WHAT THE TASK ASKS: If a line in the records below holds the string "horizon", count it; give only the total.

(Beginning of MATERIAL FOR THIS TASK)

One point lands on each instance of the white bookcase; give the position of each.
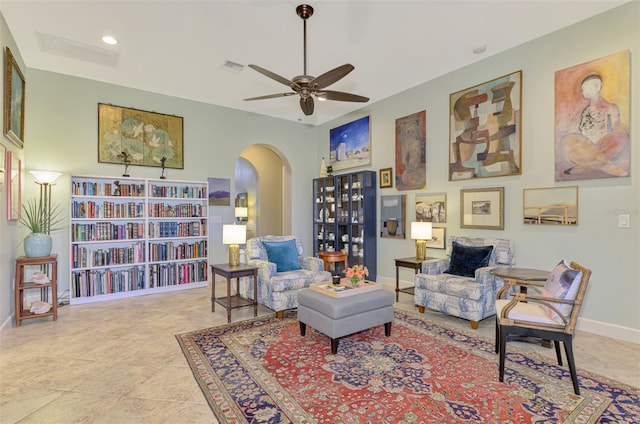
(136, 236)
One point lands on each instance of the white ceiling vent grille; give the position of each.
(75, 50)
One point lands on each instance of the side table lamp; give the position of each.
(421, 232)
(234, 235)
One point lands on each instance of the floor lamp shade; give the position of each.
(421, 232)
(234, 236)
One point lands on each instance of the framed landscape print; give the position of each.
(482, 208)
(485, 130)
(431, 208)
(592, 119)
(14, 93)
(145, 137)
(551, 205)
(411, 152)
(350, 145)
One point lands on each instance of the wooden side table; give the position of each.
(48, 265)
(333, 257)
(234, 301)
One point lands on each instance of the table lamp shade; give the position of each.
(234, 236)
(421, 232)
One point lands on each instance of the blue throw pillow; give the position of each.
(283, 253)
(466, 259)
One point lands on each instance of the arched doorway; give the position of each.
(264, 173)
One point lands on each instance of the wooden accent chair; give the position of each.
(545, 310)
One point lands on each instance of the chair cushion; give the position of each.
(284, 254)
(563, 283)
(466, 259)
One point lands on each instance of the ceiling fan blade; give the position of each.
(306, 104)
(342, 97)
(331, 76)
(272, 96)
(276, 77)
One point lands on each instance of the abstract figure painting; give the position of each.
(411, 152)
(350, 145)
(592, 119)
(484, 131)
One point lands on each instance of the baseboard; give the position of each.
(588, 325)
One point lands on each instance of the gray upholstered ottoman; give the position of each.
(338, 317)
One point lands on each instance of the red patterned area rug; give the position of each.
(263, 371)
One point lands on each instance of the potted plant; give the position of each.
(40, 220)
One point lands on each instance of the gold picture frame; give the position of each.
(14, 95)
(482, 208)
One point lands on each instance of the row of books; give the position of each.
(107, 210)
(88, 188)
(96, 282)
(162, 275)
(103, 231)
(186, 210)
(84, 257)
(177, 229)
(175, 192)
(173, 251)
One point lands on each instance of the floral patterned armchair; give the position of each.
(470, 297)
(279, 290)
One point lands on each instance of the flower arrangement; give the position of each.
(356, 274)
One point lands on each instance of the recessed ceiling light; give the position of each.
(109, 39)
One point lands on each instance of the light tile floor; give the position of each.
(119, 361)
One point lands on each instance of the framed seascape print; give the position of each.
(14, 92)
(392, 216)
(14, 172)
(219, 191)
(411, 152)
(143, 138)
(386, 180)
(350, 145)
(431, 208)
(484, 129)
(437, 238)
(551, 205)
(482, 208)
(592, 119)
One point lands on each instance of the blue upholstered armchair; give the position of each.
(471, 297)
(282, 271)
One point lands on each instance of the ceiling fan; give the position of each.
(307, 86)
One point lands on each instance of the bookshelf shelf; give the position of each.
(136, 236)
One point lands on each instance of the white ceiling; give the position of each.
(178, 48)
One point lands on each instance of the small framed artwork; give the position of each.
(484, 130)
(392, 216)
(14, 88)
(14, 172)
(350, 145)
(386, 178)
(437, 238)
(482, 208)
(431, 208)
(551, 205)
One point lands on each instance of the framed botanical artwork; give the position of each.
(485, 131)
(219, 191)
(411, 152)
(482, 208)
(140, 137)
(392, 216)
(386, 178)
(551, 205)
(14, 92)
(592, 119)
(14, 175)
(437, 238)
(350, 145)
(431, 208)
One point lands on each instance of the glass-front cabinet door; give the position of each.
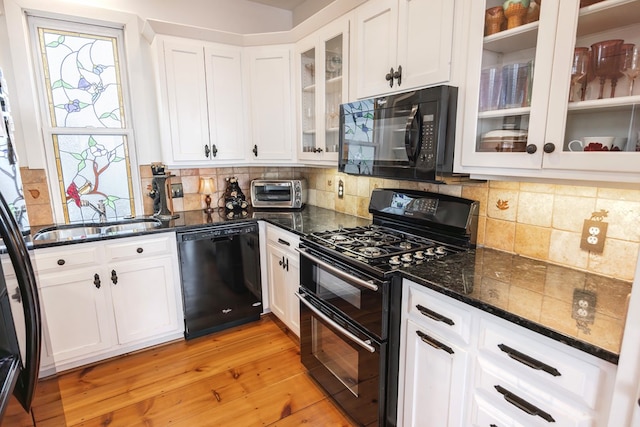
(323, 62)
(551, 87)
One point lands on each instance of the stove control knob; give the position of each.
(394, 260)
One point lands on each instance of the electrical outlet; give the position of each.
(584, 306)
(594, 234)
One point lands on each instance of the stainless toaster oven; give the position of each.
(278, 193)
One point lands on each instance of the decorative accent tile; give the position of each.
(502, 204)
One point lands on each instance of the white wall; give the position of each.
(236, 16)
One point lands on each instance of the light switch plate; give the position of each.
(593, 236)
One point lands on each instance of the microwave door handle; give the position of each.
(364, 344)
(412, 144)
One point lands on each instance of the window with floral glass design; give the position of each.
(85, 105)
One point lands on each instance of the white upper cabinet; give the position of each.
(523, 115)
(401, 44)
(322, 70)
(202, 114)
(271, 101)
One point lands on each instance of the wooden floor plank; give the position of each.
(250, 375)
(177, 371)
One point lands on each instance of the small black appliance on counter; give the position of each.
(235, 203)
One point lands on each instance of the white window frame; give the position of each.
(78, 24)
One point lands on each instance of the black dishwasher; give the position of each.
(220, 272)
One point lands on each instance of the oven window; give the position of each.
(335, 354)
(331, 287)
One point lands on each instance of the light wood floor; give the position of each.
(246, 376)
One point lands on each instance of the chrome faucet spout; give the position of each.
(101, 209)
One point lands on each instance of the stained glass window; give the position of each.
(86, 112)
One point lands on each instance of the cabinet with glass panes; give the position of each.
(553, 91)
(322, 69)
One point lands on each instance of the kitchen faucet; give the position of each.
(100, 209)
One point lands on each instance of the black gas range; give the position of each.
(379, 250)
(350, 294)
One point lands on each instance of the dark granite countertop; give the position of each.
(536, 295)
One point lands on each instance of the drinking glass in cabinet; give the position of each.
(490, 88)
(606, 63)
(515, 85)
(579, 67)
(308, 80)
(630, 63)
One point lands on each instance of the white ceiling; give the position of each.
(281, 4)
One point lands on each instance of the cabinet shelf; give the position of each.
(608, 15)
(504, 112)
(623, 103)
(513, 40)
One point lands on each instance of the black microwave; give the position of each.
(407, 135)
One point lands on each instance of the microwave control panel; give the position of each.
(427, 155)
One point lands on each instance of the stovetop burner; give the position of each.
(381, 248)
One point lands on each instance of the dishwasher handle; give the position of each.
(218, 232)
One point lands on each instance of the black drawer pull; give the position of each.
(283, 242)
(529, 361)
(435, 316)
(434, 343)
(523, 405)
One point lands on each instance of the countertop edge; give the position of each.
(520, 321)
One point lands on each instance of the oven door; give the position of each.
(363, 299)
(348, 364)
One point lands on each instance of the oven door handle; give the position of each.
(365, 283)
(355, 339)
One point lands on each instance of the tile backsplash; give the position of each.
(539, 221)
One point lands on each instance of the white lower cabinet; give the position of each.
(435, 373)
(461, 366)
(17, 312)
(107, 298)
(284, 276)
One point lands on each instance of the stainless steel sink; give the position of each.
(133, 226)
(68, 233)
(84, 231)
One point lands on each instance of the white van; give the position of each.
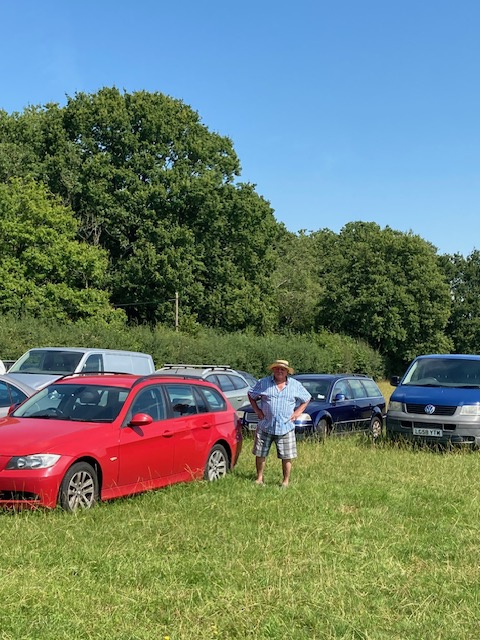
(39, 367)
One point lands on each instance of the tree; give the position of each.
(297, 283)
(44, 270)
(386, 287)
(153, 186)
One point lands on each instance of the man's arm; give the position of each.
(299, 410)
(256, 408)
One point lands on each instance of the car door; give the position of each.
(363, 405)
(343, 409)
(193, 428)
(146, 453)
(233, 388)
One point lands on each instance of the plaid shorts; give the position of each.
(286, 444)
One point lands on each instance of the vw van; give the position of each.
(39, 367)
(437, 400)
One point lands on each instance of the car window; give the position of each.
(357, 388)
(151, 402)
(94, 362)
(181, 399)
(201, 402)
(16, 394)
(5, 400)
(225, 382)
(213, 379)
(342, 386)
(215, 400)
(372, 389)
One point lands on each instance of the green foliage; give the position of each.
(387, 288)
(296, 282)
(373, 544)
(150, 184)
(322, 352)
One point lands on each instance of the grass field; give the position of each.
(368, 542)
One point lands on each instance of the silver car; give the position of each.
(12, 392)
(233, 385)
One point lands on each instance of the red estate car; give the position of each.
(100, 436)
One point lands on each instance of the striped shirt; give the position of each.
(278, 406)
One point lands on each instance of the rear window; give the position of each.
(372, 389)
(214, 399)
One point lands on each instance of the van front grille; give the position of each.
(419, 409)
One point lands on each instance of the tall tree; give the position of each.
(463, 275)
(154, 187)
(387, 287)
(44, 270)
(297, 282)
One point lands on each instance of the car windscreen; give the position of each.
(444, 372)
(47, 361)
(79, 402)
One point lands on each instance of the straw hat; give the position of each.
(281, 363)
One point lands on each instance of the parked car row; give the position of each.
(99, 424)
(340, 404)
(95, 424)
(437, 401)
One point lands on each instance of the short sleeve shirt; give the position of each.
(278, 406)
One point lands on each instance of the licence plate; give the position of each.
(424, 431)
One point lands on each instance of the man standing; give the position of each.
(283, 400)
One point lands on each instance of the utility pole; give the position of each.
(176, 310)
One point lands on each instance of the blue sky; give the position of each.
(339, 110)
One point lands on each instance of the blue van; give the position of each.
(437, 400)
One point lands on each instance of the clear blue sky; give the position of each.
(339, 110)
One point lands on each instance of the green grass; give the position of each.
(369, 542)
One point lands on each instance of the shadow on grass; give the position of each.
(407, 444)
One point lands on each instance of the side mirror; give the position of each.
(140, 420)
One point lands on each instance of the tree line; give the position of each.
(112, 203)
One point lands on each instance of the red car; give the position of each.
(100, 436)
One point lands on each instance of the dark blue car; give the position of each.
(341, 404)
(437, 401)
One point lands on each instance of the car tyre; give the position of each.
(79, 488)
(376, 427)
(322, 429)
(218, 463)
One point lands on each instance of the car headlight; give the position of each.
(394, 405)
(470, 410)
(36, 461)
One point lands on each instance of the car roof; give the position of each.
(85, 350)
(451, 356)
(125, 380)
(196, 370)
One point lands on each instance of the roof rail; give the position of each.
(196, 366)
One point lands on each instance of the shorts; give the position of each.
(286, 444)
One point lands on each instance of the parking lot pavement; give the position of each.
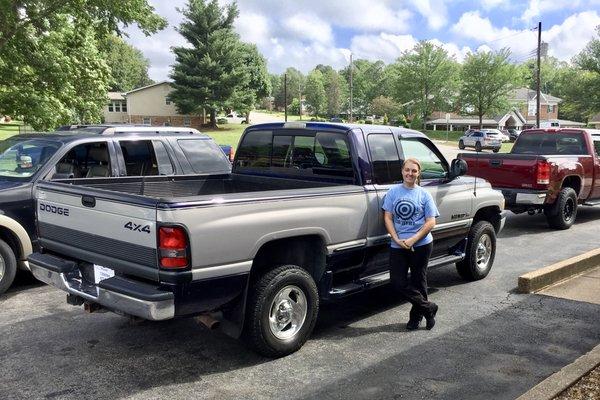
(489, 342)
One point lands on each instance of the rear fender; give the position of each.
(21, 239)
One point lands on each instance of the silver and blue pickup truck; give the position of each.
(297, 221)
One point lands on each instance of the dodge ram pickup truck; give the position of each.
(548, 170)
(86, 152)
(298, 221)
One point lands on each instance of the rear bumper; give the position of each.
(116, 293)
(519, 197)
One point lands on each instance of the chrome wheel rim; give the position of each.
(484, 252)
(287, 312)
(568, 209)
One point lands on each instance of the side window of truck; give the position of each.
(87, 160)
(431, 163)
(145, 158)
(384, 158)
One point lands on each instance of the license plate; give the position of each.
(101, 273)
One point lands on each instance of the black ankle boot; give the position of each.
(430, 316)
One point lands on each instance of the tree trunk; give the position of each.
(213, 118)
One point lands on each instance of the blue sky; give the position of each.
(304, 33)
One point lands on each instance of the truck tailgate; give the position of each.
(511, 171)
(117, 232)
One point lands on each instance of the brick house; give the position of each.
(148, 105)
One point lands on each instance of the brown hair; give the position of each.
(417, 163)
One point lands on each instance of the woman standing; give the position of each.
(409, 215)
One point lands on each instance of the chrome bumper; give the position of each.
(531, 198)
(73, 283)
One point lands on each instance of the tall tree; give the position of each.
(367, 78)
(207, 72)
(315, 91)
(487, 79)
(427, 77)
(128, 66)
(50, 67)
(256, 83)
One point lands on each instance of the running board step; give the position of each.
(382, 278)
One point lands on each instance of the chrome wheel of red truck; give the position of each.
(562, 214)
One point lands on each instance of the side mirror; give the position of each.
(458, 168)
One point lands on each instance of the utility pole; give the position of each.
(538, 94)
(351, 68)
(285, 95)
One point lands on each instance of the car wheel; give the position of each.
(561, 215)
(8, 266)
(282, 311)
(481, 250)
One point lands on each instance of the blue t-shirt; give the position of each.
(410, 208)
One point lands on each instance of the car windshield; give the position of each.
(20, 158)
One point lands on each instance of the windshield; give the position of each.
(21, 158)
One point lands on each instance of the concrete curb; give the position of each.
(537, 280)
(556, 383)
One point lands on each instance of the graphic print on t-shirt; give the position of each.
(406, 212)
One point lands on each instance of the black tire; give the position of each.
(258, 331)
(562, 214)
(8, 266)
(473, 267)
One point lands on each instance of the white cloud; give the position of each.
(308, 27)
(538, 7)
(569, 38)
(433, 10)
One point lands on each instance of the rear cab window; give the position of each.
(568, 143)
(297, 152)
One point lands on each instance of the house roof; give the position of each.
(115, 96)
(147, 87)
(526, 94)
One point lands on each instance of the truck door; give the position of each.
(453, 198)
(387, 171)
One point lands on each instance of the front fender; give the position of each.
(22, 237)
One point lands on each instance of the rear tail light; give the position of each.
(173, 247)
(543, 172)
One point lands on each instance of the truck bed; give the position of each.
(184, 187)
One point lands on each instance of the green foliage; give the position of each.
(128, 67)
(207, 74)
(315, 91)
(426, 77)
(367, 83)
(294, 108)
(487, 79)
(51, 68)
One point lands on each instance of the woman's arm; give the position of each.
(421, 233)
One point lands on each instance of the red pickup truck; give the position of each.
(547, 170)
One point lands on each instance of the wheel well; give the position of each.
(307, 252)
(11, 239)
(490, 214)
(573, 182)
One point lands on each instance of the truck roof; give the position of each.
(342, 127)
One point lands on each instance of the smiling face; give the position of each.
(410, 173)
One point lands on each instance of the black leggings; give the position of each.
(415, 289)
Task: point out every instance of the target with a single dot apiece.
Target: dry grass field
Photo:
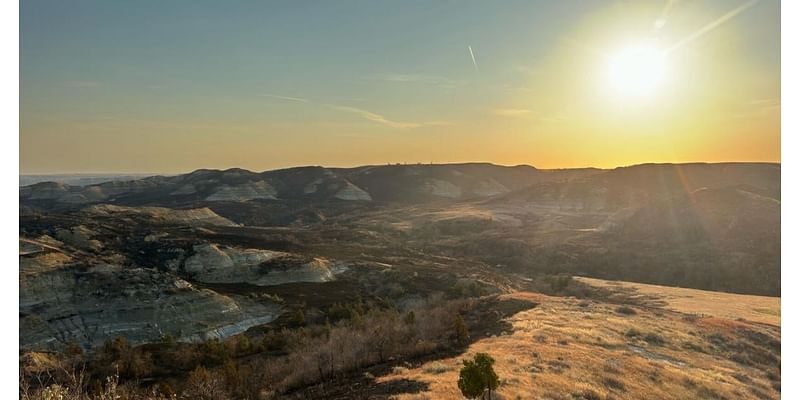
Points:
(695, 345)
(692, 301)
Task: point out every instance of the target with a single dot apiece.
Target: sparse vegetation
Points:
(477, 376)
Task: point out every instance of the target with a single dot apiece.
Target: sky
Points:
(173, 86)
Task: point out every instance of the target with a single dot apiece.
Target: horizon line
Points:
(394, 164)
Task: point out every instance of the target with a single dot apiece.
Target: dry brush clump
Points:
(243, 369)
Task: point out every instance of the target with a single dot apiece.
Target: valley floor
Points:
(677, 344)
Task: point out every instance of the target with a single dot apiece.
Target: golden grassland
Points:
(567, 348)
(719, 304)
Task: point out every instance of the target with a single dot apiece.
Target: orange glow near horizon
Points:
(623, 85)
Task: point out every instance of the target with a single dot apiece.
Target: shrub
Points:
(654, 339)
(478, 376)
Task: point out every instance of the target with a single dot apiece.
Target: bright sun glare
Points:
(636, 70)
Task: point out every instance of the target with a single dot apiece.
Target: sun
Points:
(637, 70)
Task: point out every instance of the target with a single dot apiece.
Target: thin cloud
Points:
(83, 84)
(524, 69)
(712, 25)
(431, 80)
(380, 119)
(472, 54)
(287, 98)
(511, 112)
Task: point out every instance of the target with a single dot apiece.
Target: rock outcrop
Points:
(93, 304)
(216, 264)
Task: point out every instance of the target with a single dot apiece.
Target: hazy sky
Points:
(172, 86)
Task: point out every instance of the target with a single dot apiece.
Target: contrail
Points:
(711, 26)
(473, 58)
(276, 96)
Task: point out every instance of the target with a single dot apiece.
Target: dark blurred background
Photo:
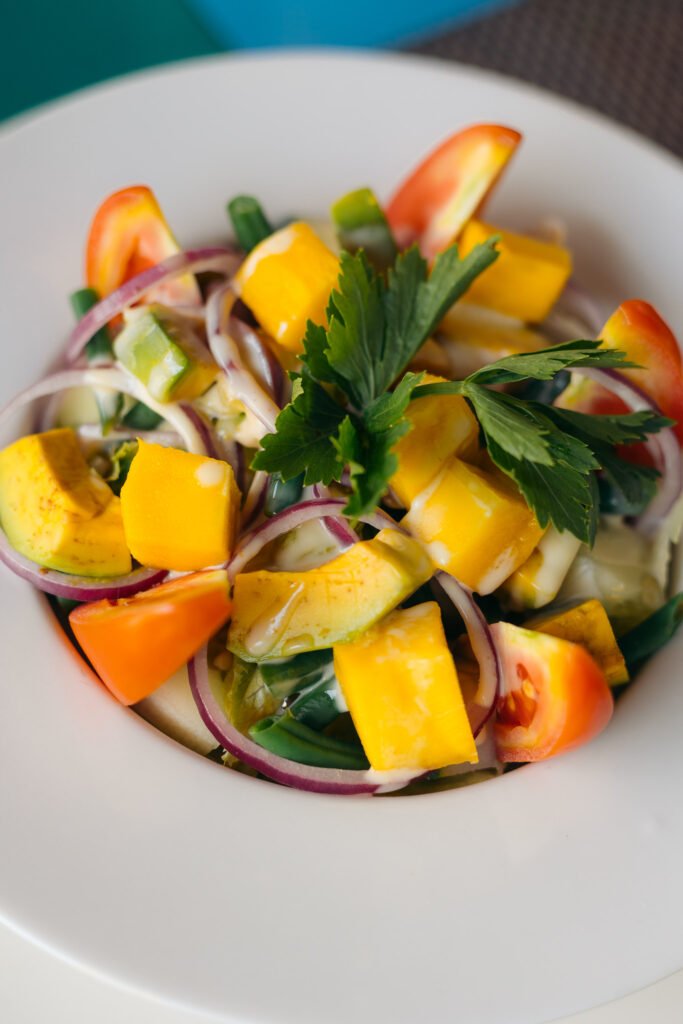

(End of MATERIAL FOR THIS TASK)

RESPONSE AREA: 2